-- Vorliegender Text --
————————

Die letzten Wochen waren anstrengend für Alexander Hock. Als frischgebackener Unternehmer hat er es zuletzt auf eine Wochenarbeitszeit von mehr als 80 Stunden gebracht. Manchmal frage er sich, warum er dafür seinen geregelten Job in der Auto-Logistikbranche aufgegeben habe. "Aber diese Momente werden weniger", sagt der 43-Jährige. Heuer im März hat er die Backstube und das Café von Karl-Heinz Thurnhofer in Berndorf gepachtet. Dieser hatte seinen Betrieb mehr als 40 Jahre lang geführt. Thurnhofer (60) ist Innungsmeister der 110 Salzburger Bäckerbetriebe und vertreibt weiterhin seine Spezialitäten wie das Kletzenbrot und weitere Thurnhofer-Klassiker. Im Herbst will er offiziell in Pension gehen.

————————

-- Aufgaben --
1 > Schreib alle Zahlen aus dem Text über die Bäckerei in Berndorf auf, und zwar in der Reihenfolge, in der sie vorkommen.
2 > Gib aus dem Text über die Bäckerei in Berndorf eine Stelle Wort für Wort wieder: Fang bei den Worten mit "Die letzten Wochen" an und hör nach "in Pension gehen." auf.
Die Liste danach steht für sich und gehört nicht zum Text über die Bäckerei in Berndorf.

-- Inhalt der Liste --
————————

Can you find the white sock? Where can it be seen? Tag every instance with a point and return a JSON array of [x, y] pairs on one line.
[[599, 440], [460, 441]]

————————

-- Antworten --
1 > 80, 43, 40, 60, 110

2 >
Die letzten Wochen waren anstrengend für Alexander Hock. Als frischgebackener Unternehmer hat er es zuletzt auf eine Wochenarbeitszeit von mehr als 80 Stunden gebracht. Manchmal frage er sich, warum er dafür seinen geregelten Job in der Auto-Logistikbranche aufgegeben habe. "Aber diese Momente werden weniger", sagt der 43-Jährige. Heuer im März hat er die Backstube und das Café von Karl-Heinz Thurnhofer in Berndorf gepachtet. Dieser hatte seinen Betrieb mehr als 40 Jahre lang geführt. Thurnhofer (60) ist Innungsmeister der 110 Salzburger Bäckerbetriebe und vertreibt weiterhin seine Spezialitäten wie das Kletzenbrot und weitere Thurnhofer-Klassiker. Im Herbst will er offiziell in Pension gehen.